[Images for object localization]
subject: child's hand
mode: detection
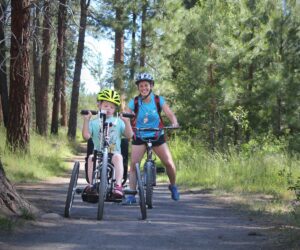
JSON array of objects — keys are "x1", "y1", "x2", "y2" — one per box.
[
  {"x1": 120, "y1": 113, "x2": 134, "y2": 122},
  {"x1": 120, "y1": 113, "x2": 129, "y2": 123},
  {"x1": 82, "y1": 110, "x2": 92, "y2": 121}
]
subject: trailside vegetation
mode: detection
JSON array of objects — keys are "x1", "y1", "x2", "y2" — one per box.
[{"x1": 0, "y1": 0, "x2": 299, "y2": 223}]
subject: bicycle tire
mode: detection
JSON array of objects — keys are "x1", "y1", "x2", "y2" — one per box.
[
  {"x1": 144, "y1": 161, "x2": 154, "y2": 209},
  {"x1": 64, "y1": 161, "x2": 80, "y2": 218},
  {"x1": 136, "y1": 163, "x2": 147, "y2": 220},
  {"x1": 97, "y1": 152, "x2": 108, "y2": 220}
]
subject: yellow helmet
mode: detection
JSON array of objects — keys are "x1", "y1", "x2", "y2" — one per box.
[{"x1": 97, "y1": 89, "x2": 121, "y2": 106}]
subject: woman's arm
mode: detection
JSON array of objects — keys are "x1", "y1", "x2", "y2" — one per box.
[{"x1": 162, "y1": 103, "x2": 179, "y2": 127}]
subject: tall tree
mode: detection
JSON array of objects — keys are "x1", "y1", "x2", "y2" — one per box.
[
  {"x1": 36, "y1": 0, "x2": 52, "y2": 136},
  {"x1": 113, "y1": 6, "x2": 125, "y2": 93},
  {"x1": 0, "y1": 1, "x2": 9, "y2": 127},
  {"x1": 60, "y1": 38, "x2": 68, "y2": 127},
  {"x1": 51, "y1": 0, "x2": 68, "y2": 134},
  {"x1": 129, "y1": 8, "x2": 137, "y2": 82},
  {"x1": 139, "y1": 1, "x2": 147, "y2": 67},
  {"x1": 7, "y1": 0, "x2": 31, "y2": 152},
  {"x1": 68, "y1": 0, "x2": 90, "y2": 139},
  {"x1": 32, "y1": 2, "x2": 41, "y2": 133}
]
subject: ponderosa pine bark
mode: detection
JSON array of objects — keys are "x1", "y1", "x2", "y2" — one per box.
[
  {"x1": 6, "y1": 0, "x2": 31, "y2": 152},
  {"x1": 68, "y1": 0, "x2": 90, "y2": 139}
]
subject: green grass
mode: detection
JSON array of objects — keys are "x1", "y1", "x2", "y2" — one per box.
[
  {"x1": 0, "y1": 126, "x2": 73, "y2": 182},
  {"x1": 169, "y1": 135, "x2": 300, "y2": 197},
  {"x1": 165, "y1": 134, "x2": 300, "y2": 224},
  {"x1": 0, "y1": 216, "x2": 17, "y2": 231}
]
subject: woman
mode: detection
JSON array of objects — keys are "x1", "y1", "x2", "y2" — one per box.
[{"x1": 126, "y1": 73, "x2": 180, "y2": 204}]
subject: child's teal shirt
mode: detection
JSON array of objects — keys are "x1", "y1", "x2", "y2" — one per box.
[{"x1": 89, "y1": 116, "x2": 125, "y2": 153}]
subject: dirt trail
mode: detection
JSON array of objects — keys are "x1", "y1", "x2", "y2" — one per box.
[{"x1": 0, "y1": 153, "x2": 287, "y2": 250}]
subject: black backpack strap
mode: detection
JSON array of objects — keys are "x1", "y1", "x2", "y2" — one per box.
[
  {"x1": 134, "y1": 96, "x2": 139, "y2": 115},
  {"x1": 132, "y1": 96, "x2": 139, "y2": 139},
  {"x1": 155, "y1": 95, "x2": 164, "y2": 128}
]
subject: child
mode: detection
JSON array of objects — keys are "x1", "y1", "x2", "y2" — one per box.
[{"x1": 82, "y1": 89, "x2": 133, "y2": 198}]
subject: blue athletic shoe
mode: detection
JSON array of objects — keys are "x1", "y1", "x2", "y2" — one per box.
[
  {"x1": 124, "y1": 195, "x2": 137, "y2": 205},
  {"x1": 168, "y1": 185, "x2": 180, "y2": 201}
]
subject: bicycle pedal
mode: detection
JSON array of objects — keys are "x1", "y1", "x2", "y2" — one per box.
[{"x1": 124, "y1": 189, "x2": 137, "y2": 195}]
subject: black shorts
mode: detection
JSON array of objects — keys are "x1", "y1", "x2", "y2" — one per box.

**What the task asks:**
Keep each line of the records exactly as it is while transcribing them, but leave the images behind.

**Final answer:**
subject: child's hand
mode: detection
JSON array of objects — keys are "x1", "y1", "x2", "y2" — one per box.
[
  {"x1": 120, "y1": 113, "x2": 134, "y2": 122},
  {"x1": 120, "y1": 113, "x2": 129, "y2": 123},
  {"x1": 82, "y1": 110, "x2": 92, "y2": 121}
]
subject: trailside vegetation
mode: detection
JSON array of objects — keys are "x1", "y1", "x2", "y2" — one per box.
[{"x1": 0, "y1": 0, "x2": 299, "y2": 223}]
subject: bicycle tire
mode: detection
JSON array of objects — keys are "x1", "y1", "x2", "y2" — one per box.
[
  {"x1": 144, "y1": 161, "x2": 154, "y2": 209},
  {"x1": 64, "y1": 161, "x2": 80, "y2": 218},
  {"x1": 136, "y1": 163, "x2": 147, "y2": 220},
  {"x1": 97, "y1": 152, "x2": 108, "y2": 220}
]
subject: yellow helmet
mode: detection
JSON array of objects — keys are "x1", "y1", "x2", "y2" — one per box.
[{"x1": 97, "y1": 89, "x2": 121, "y2": 106}]
subject: woman's arm
mode: detection
JSON array of objects — keys are "x1", "y1", "x2", "y2" — one per box.
[{"x1": 162, "y1": 103, "x2": 179, "y2": 127}]
subject: tall tree
mode: detection
JSON array of objects — keys are "x1", "y1", "x2", "y2" — one per box.
[
  {"x1": 36, "y1": 0, "x2": 52, "y2": 136},
  {"x1": 113, "y1": 6, "x2": 125, "y2": 93},
  {"x1": 0, "y1": 1, "x2": 9, "y2": 127},
  {"x1": 60, "y1": 38, "x2": 68, "y2": 127},
  {"x1": 51, "y1": 0, "x2": 68, "y2": 134},
  {"x1": 129, "y1": 8, "x2": 137, "y2": 82},
  {"x1": 139, "y1": 1, "x2": 147, "y2": 67},
  {"x1": 7, "y1": 0, "x2": 31, "y2": 152},
  {"x1": 68, "y1": 0, "x2": 90, "y2": 139},
  {"x1": 32, "y1": 2, "x2": 41, "y2": 133}
]
subject: ponderosa pine bark
mode: detection
JSON array of objects — keys are "x1", "y1", "x2", "y2" — one per box.
[
  {"x1": 6, "y1": 0, "x2": 31, "y2": 152},
  {"x1": 68, "y1": 0, "x2": 90, "y2": 139}
]
subject: green grass
mode: detection
JSON array of objects — keys are "x1", "y1", "x2", "y2" — one per box.
[
  {"x1": 0, "y1": 126, "x2": 73, "y2": 182},
  {"x1": 169, "y1": 135, "x2": 300, "y2": 197},
  {"x1": 165, "y1": 134, "x2": 300, "y2": 224},
  {"x1": 0, "y1": 216, "x2": 17, "y2": 231}
]
subject: woman
mode: detection
JSON array of objects — keys are "x1", "y1", "x2", "y2" — one per box.
[{"x1": 126, "y1": 73, "x2": 180, "y2": 204}]
subject: child's teal shirt
mode: detection
JSON array of objects — keys are "x1", "y1", "x2", "y2" — one per box.
[{"x1": 89, "y1": 116, "x2": 125, "y2": 153}]
subject: dirt trail
mode: detection
JSON array of objects — keys are "x1", "y1", "x2", "y2" — one per box.
[{"x1": 0, "y1": 153, "x2": 287, "y2": 250}]
subject: black backpack strap
mode: detection
JSON array of objects — keys are "x1", "y1", "x2", "y2" — one per box.
[
  {"x1": 134, "y1": 96, "x2": 139, "y2": 115},
  {"x1": 132, "y1": 96, "x2": 139, "y2": 139},
  {"x1": 155, "y1": 95, "x2": 164, "y2": 128}
]
subject: child
mode: detection
JSON array of objects — keys are "x1", "y1", "x2", "y2" — one per box.
[{"x1": 82, "y1": 89, "x2": 133, "y2": 198}]
subject: blue athletic shoe
mode: detection
JSON array of objects — keys are "x1", "y1", "x2", "y2" — one per box.
[
  {"x1": 124, "y1": 195, "x2": 137, "y2": 205},
  {"x1": 168, "y1": 185, "x2": 180, "y2": 201}
]
subject: bicycle pedal
mode: detection
JSON array of objects — keys are "x1", "y1", "x2", "y2" — one per box.
[{"x1": 124, "y1": 189, "x2": 137, "y2": 195}]
subject: black shorts
mode: detection
JSON array of objects — keys are "x1", "y1", "x2", "y2" — one per box.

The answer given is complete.